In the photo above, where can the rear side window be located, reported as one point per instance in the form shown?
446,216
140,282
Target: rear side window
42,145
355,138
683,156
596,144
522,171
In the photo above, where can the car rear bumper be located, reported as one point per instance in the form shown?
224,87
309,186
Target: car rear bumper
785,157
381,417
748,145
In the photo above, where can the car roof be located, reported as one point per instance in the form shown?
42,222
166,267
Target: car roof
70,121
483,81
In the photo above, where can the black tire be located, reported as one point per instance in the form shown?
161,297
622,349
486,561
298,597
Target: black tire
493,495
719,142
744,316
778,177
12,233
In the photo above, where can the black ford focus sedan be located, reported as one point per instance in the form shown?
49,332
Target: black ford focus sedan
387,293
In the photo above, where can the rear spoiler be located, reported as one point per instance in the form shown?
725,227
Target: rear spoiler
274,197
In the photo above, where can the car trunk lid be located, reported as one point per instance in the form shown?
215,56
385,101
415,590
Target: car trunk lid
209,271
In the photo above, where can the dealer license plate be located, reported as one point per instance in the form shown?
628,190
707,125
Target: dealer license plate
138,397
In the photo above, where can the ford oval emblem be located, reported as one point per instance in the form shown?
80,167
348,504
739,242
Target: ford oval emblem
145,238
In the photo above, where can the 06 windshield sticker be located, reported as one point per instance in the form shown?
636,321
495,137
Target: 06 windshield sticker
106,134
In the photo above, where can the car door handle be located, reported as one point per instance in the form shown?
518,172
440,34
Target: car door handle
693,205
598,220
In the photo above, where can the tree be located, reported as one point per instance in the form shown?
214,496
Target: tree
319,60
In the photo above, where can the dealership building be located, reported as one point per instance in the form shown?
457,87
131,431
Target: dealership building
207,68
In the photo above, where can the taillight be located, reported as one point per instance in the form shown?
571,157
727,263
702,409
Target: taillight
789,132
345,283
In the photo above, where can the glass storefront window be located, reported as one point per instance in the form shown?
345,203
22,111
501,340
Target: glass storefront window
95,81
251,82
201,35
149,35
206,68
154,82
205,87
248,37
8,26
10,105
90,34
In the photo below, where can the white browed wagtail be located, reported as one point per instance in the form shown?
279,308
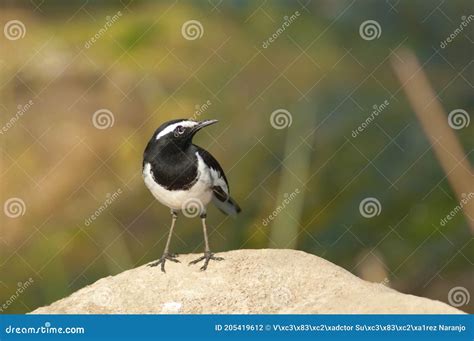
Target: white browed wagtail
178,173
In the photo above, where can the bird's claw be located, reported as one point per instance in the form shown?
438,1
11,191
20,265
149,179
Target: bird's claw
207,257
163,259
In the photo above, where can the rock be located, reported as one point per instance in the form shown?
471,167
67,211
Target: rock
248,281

■ ■ ■

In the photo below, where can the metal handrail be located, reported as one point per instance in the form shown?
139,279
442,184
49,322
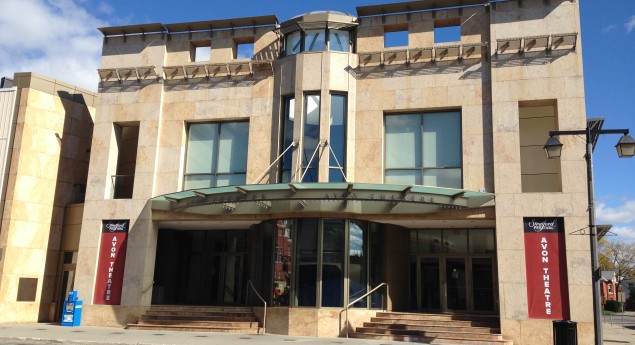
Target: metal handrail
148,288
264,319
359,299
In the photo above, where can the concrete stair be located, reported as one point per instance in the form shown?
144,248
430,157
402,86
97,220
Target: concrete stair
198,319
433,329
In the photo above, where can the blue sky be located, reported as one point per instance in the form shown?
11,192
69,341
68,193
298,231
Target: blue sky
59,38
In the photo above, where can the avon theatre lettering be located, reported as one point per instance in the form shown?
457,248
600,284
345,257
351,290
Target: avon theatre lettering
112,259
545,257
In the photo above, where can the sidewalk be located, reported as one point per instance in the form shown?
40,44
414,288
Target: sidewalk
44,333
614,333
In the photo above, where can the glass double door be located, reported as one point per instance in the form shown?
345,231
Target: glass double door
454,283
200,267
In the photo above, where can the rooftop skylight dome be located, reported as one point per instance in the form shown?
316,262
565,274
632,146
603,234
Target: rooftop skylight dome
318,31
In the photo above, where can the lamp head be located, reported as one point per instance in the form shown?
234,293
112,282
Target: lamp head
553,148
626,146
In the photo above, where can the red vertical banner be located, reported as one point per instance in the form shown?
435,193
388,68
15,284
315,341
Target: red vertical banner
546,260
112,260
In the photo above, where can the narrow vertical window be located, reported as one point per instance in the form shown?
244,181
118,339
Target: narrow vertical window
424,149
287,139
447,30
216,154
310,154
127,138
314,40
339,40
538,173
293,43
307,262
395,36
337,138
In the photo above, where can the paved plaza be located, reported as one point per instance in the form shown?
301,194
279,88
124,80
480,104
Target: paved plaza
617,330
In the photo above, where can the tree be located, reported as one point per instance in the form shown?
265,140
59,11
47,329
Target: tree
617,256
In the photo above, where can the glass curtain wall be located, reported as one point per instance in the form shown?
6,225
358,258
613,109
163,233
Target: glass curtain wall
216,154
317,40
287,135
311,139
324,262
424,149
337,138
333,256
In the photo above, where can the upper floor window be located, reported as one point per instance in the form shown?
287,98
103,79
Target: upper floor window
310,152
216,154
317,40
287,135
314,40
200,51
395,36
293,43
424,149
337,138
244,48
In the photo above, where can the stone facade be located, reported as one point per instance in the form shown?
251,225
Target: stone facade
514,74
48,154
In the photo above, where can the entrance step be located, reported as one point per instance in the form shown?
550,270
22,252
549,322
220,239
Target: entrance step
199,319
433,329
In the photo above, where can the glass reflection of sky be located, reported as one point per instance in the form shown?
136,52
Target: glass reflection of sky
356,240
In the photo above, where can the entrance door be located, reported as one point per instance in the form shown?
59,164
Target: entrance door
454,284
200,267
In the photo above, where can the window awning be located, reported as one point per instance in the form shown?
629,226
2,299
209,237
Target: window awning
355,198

■ ■ ■

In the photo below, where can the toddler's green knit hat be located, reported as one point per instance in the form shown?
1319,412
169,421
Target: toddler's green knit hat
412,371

■ ■ ■

WHAT THE TASK ASKS:
Say how many lines above contain the string "below", writing only the number.

WRITTEN SOLUTION:
3